> [Description of the task] Your task is to return the line containing "Each instance of the bare arm" and each line after it through the end of the entries, exactly, with no other lines.

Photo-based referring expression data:
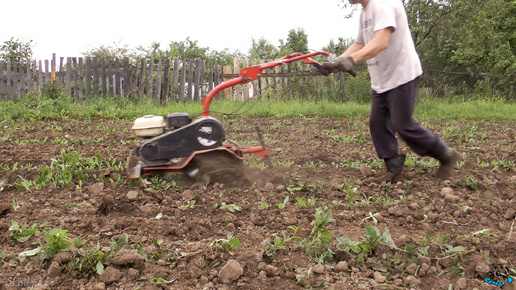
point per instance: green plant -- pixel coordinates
(352, 193)
(56, 241)
(226, 245)
(23, 233)
(228, 207)
(316, 244)
(282, 205)
(23, 183)
(188, 205)
(91, 259)
(469, 182)
(16, 205)
(368, 245)
(279, 243)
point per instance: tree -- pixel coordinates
(297, 41)
(16, 50)
(263, 49)
(111, 52)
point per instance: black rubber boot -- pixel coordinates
(447, 157)
(394, 166)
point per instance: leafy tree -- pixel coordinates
(263, 49)
(111, 52)
(339, 46)
(16, 50)
(297, 41)
(465, 36)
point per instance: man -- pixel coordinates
(384, 42)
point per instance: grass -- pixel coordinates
(62, 107)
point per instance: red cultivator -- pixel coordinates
(178, 144)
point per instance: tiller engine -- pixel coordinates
(175, 143)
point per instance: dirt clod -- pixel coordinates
(230, 272)
(126, 257)
(110, 275)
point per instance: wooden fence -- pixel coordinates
(168, 81)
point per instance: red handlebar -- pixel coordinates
(252, 73)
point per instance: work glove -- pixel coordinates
(342, 64)
(326, 68)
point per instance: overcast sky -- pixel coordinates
(70, 27)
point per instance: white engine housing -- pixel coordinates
(149, 126)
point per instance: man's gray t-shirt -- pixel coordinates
(399, 63)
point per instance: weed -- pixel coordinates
(188, 205)
(23, 233)
(352, 193)
(228, 207)
(279, 243)
(282, 205)
(16, 205)
(23, 183)
(92, 259)
(316, 244)
(368, 245)
(226, 245)
(469, 182)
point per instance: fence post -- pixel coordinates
(175, 78)
(2, 86)
(197, 80)
(103, 76)
(157, 90)
(127, 77)
(189, 94)
(151, 77)
(88, 77)
(166, 82)
(182, 83)
(96, 84)
(79, 77)
(61, 73)
(53, 70)
(141, 88)
(69, 76)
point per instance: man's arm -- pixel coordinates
(360, 52)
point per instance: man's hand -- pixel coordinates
(344, 64)
(326, 68)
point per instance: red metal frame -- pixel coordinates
(246, 75)
(252, 73)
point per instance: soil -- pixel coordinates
(171, 233)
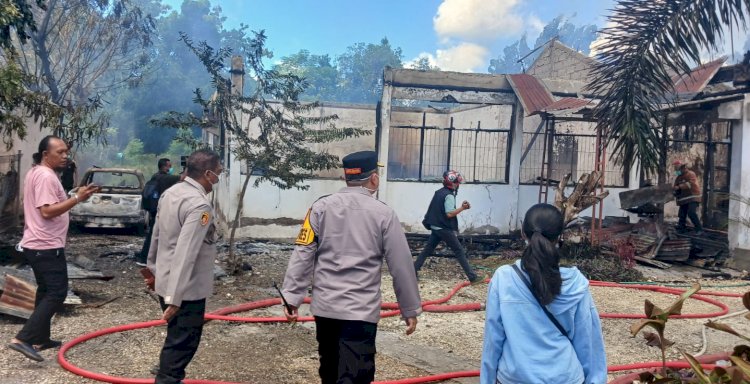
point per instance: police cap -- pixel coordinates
(359, 165)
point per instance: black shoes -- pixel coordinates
(48, 345)
(26, 350)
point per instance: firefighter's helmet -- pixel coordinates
(451, 179)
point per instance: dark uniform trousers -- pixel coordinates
(347, 350)
(689, 210)
(451, 240)
(51, 274)
(184, 332)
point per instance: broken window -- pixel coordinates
(707, 149)
(422, 153)
(572, 152)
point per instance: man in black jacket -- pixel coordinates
(441, 219)
(164, 179)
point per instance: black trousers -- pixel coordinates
(143, 256)
(347, 350)
(51, 274)
(183, 337)
(689, 210)
(451, 239)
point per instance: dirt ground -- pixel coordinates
(280, 353)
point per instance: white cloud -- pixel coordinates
(413, 62)
(465, 57)
(596, 46)
(535, 25)
(477, 19)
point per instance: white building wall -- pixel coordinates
(28, 146)
(496, 208)
(739, 209)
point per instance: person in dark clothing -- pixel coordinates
(688, 195)
(164, 179)
(69, 174)
(441, 219)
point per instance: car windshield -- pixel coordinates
(115, 179)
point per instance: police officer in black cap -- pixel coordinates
(342, 244)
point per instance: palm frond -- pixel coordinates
(648, 42)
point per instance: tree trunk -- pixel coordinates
(582, 196)
(234, 262)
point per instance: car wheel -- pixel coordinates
(140, 229)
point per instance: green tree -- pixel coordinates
(518, 56)
(79, 51)
(17, 16)
(273, 132)
(16, 101)
(317, 70)
(648, 42)
(361, 70)
(177, 73)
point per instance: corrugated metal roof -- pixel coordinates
(698, 78)
(533, 94)
(567, 103)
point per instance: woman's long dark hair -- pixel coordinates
(542, 226)
(43, 146)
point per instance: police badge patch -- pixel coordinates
(306, 235)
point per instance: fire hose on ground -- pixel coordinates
(391, 309)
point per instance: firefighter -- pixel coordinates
(688, 195)
(442, 220)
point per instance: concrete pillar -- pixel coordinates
(516, 150)
(385, 129)
(739, 209)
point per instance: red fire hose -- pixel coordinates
(392, 310)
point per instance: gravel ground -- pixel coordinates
(280, 353)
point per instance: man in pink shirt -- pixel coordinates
(45, 208)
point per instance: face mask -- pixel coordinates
(215, 175)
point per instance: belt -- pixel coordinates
(55, 251)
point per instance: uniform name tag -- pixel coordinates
(306, 235)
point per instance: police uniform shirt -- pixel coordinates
(345, 238)
(184, 240)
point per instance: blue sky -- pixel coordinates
(460, 35)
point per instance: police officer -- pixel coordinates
(184, 239)
(341, 245)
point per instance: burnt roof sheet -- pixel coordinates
(567, 103)
(533, 94)
(698, 78)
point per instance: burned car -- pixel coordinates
(116, 205)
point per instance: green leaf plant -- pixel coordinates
(657, 318)
(737, 373)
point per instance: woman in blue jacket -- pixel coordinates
(522, 344)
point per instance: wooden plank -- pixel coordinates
(444, 95)
(653, 263)
(446, 80)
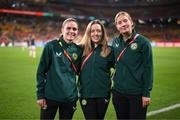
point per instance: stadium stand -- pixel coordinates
(158, 21)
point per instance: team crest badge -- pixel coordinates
(116, 45)
(75, 56)
(84, 102)
(102, 55)
(134, 46)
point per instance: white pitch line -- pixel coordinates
(163, 109)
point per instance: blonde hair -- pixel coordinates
(69, 20)
(87, 43)
(123, 13)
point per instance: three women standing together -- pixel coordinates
(61, 60)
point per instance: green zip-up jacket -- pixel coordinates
(56, 78)
(94, 79)
(134, 70)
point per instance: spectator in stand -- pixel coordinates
(133, 78)
(32, 48)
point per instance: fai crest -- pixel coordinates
(75, 56)
(134, 46)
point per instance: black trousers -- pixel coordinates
(66, 110)
(94, 108)
(128, 106)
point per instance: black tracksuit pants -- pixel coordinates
(66, 110)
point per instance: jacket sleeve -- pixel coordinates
(148, 68)
(42, 70)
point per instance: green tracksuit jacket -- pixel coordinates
(56, 79)
(94, 79)
(134, 70)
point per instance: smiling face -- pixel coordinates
(70, 31)
(124, 24)
(96, 33)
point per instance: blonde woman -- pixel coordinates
(94, 79)
(134, 70)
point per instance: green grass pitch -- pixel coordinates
(18, 81)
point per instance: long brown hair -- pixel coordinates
(87, 43)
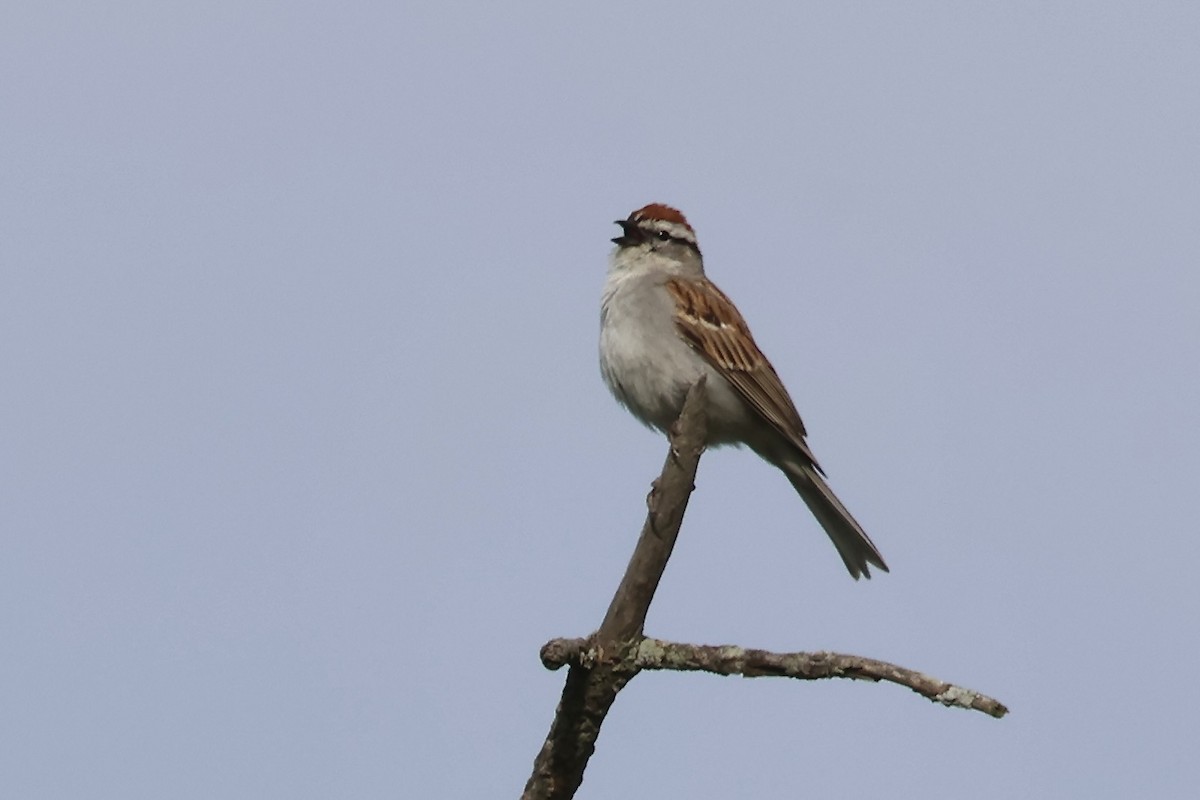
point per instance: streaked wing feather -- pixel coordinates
(709, 322)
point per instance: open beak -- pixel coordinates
(628, 235)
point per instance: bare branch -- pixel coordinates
(592, 686)
(604, 662)
(729, 660)
(732, 660)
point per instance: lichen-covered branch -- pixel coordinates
(731, 660)
(592, 684)
(604, 662)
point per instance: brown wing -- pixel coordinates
(709, 322)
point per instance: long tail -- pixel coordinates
(853, 545)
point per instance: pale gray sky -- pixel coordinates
(304, 451)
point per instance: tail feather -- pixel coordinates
(855, 547)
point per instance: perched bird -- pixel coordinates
(664, 324)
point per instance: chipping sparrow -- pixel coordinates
(663, 324)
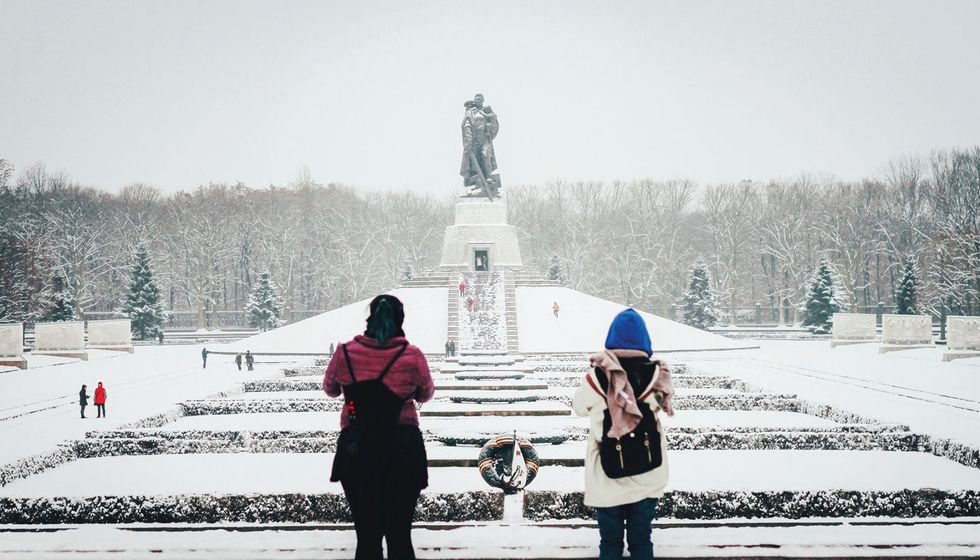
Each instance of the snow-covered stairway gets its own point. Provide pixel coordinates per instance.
(726, 461)
(482, 313)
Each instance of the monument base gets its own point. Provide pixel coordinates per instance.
(119, 348)
(951, 355)
(885, 348)
(480, 239)
(19, 363)
(64, 354)
(836, 343)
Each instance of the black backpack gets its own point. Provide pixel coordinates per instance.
(636, 452)
(373, 411)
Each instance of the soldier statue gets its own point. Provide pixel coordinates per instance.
(479, 168)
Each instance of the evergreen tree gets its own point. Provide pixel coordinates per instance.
(264, 305)
(555, 270)
(62, 302)
(143, 306)
(699, 305)
(408, 271)
(821, 299)
(907, 296)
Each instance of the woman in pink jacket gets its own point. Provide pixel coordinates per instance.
(380, 458)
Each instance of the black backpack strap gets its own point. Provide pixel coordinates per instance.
(384, 372)
(347, 359)
(603, 379)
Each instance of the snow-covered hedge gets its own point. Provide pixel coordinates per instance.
(540, 506)
(170, 446)
(513, 398)
(887, 441)
(488, 375)
(231, 406)
(735, 401)
(303, 371)
(35, 464)
(680, 382)
(252, 508)
(279, 385)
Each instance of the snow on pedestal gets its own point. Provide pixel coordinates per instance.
(12, 345)
(853, 328)
(64, 338)
(962, 338)
(899, 332)
(113, 334)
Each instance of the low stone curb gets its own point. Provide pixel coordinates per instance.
(251, 508)
(542, 505)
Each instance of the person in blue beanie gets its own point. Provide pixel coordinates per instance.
(622, 396)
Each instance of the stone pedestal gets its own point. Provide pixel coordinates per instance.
(480, 237)
(853, 328)
(113, 334)
(65, 339)
(963, 338)
(901, 332)
(12, 345)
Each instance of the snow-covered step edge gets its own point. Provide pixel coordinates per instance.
(733, 504)
(477, 505)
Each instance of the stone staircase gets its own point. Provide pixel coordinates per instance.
(510, 293)
(286, 424)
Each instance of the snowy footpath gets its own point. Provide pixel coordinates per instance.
(911, 387)
(39, 406)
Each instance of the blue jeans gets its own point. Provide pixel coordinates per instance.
(638, 518)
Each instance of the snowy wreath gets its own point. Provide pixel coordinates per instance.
(496, 463)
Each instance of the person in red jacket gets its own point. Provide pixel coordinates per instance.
(382, 465)
(100, 401)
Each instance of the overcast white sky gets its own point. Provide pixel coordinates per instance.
(178, 94)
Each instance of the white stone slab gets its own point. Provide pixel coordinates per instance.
(113, 332)
(962, 338)
(914, 330)
(852, 328)
(12, 341)
(64, 336)
(963, 333)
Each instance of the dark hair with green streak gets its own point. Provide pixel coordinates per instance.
(387, 316)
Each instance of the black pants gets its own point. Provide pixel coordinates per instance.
(382, 510)
(383, 494)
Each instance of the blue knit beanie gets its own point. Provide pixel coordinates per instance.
(628, 331)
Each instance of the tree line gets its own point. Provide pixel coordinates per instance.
(634, 242)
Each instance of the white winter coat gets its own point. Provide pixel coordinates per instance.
(600, 490)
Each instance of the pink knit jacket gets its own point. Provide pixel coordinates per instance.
(409, 376)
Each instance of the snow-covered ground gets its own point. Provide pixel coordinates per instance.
(830, 539)
(39, 405)
(913, 387)
(426, 319)
(583, 322)
(761, 470)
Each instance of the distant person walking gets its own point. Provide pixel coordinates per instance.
(380, 459)
(83, 400)
(625, 477)
(100, 401)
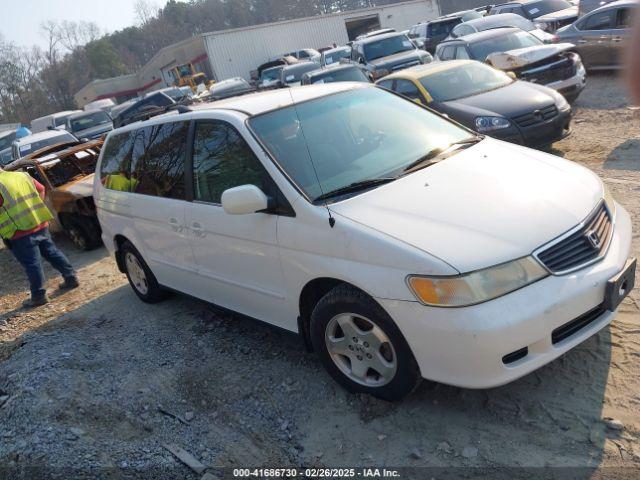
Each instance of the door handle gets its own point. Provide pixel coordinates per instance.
(175, 225)
(198, 230)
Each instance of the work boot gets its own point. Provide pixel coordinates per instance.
(36, 301)
(69, 283)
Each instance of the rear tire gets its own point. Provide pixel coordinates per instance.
(361, 347)
(80, 234)
(141, 278)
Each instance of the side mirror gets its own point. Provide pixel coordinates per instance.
(244, 200)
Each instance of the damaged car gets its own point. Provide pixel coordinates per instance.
(556, 66)
(66, 170)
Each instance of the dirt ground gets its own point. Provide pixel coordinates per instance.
(97, 383)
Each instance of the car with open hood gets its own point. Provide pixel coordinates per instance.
(486, 100)
(556, 66)
(66, 170)
(386, 53)
(548, 15)
(499, 21)
(396, 242)
(602, 36)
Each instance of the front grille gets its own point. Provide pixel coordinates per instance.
(574, 326)
(585, 245)
(537, 116)
(553, 72)
(405, 65)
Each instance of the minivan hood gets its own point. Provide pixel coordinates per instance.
(521, 57)
(491, 203)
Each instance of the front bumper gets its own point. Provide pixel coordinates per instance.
(538, 135)
(465, 346)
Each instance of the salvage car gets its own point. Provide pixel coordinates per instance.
(386, 53)
(89, 125)
(556, 66)
(230, 87)
(31, 143)
(499, 21)
(334, 55)
(428, 35)
(336, 73)
(602, 36)
(291, 75)
(486, 100)
(548, 15)
(66, 170)
(399, 244)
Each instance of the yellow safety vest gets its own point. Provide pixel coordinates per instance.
(22, 208)
(120, 182)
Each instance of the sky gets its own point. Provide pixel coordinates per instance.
(20, 19)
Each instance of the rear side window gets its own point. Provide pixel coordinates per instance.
(116, 162)
(158, 160)
(624, 17)
(222, 160)
(597, 21)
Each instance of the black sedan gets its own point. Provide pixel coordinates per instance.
(486, 100)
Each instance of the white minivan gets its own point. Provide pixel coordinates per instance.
(398, 244)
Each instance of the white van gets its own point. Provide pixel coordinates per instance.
(397, 243)
(52, 121)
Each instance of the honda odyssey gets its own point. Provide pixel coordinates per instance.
(399, 244)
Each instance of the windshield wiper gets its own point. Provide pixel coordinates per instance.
(430, 158)
(355, 187)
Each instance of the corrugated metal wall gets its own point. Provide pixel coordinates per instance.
(235, 53)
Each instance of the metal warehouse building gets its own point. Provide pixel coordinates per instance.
(236, 52)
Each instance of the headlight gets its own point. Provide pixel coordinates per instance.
(476, 287)
(426, 58)
(488, 124)
(561, 102)
(609, 201)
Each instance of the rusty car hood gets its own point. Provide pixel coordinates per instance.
(82, 187)
(522, 57)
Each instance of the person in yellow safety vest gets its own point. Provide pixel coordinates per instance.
(24, 228)
(120, 181)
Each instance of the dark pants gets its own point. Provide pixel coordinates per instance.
(28, 251)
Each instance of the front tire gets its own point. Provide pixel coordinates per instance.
(361, 347)
(140, 276)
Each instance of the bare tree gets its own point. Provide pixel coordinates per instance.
(145, 11)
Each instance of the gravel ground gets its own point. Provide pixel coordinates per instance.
(97, 384)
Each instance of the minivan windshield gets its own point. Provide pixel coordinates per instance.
(463, 81)
(387, 46)
(359, 135)
(502, 43)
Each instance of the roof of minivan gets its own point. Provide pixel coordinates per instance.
(57, 114)
(485, 34)
(377, 38)
(420, 71)
(41, 136)
(260, 102)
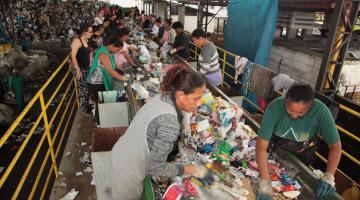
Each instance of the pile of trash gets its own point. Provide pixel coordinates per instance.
(217, 137)
(30, 64)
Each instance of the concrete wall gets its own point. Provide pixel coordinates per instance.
(351, 72)
(191, 23)
(298, 65)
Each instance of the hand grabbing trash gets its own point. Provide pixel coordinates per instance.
(325, 187)
(204, 175)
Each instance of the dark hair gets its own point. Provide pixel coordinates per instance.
(96, 28)
(300, 92)
(158, 20)
(197, 33)
(181, 78)
(106, 19)
(83, 29)
(112, 40)
(124, 31)
(178, 25)
(168, 21)
(92, 44)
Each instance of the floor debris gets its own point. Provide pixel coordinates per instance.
(79, 174)
(70, 195)
(88, 170)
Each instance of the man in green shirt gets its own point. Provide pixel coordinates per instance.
(294, 123)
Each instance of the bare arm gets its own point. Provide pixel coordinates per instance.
(75, 45)
(261, 158)
(104, 59)
(127, 57)
(334, 157)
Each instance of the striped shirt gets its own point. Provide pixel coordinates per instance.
(96, 76)
(209, 59)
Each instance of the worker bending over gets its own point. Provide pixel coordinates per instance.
(293, 123)
(144, 148)
(208, 62)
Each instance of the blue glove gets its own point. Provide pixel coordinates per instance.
(260, 196)
(208, 179)
(204, 175)
(324, 190)
(265, 191)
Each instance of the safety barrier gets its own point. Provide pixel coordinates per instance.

> [Written response]
Each instance of the bare arm gets its own point. Provide pixel coordinates per instance.
(75, 45)
(261, 158)
(104, 59)
(127, 57)
(334, 157)
Each instance of the striped shirt gets its own point. Provide pixel coordinates per instance.
(96, 76)
(209, 59)
Each instance of the worker bending over gets its own point. Provide pixel coordinates per instance.
(293, 123)
(144, 148)
(208, 62)
Each instance of the blue glove gets its own point. Provide pixel coordinates per instance.
(260, 196)
(208, 179)
(204, 175)
(324, 190)
(265, 191)
Each instance of the safety barrier gets its own point. Provide pixel coordinates per instance.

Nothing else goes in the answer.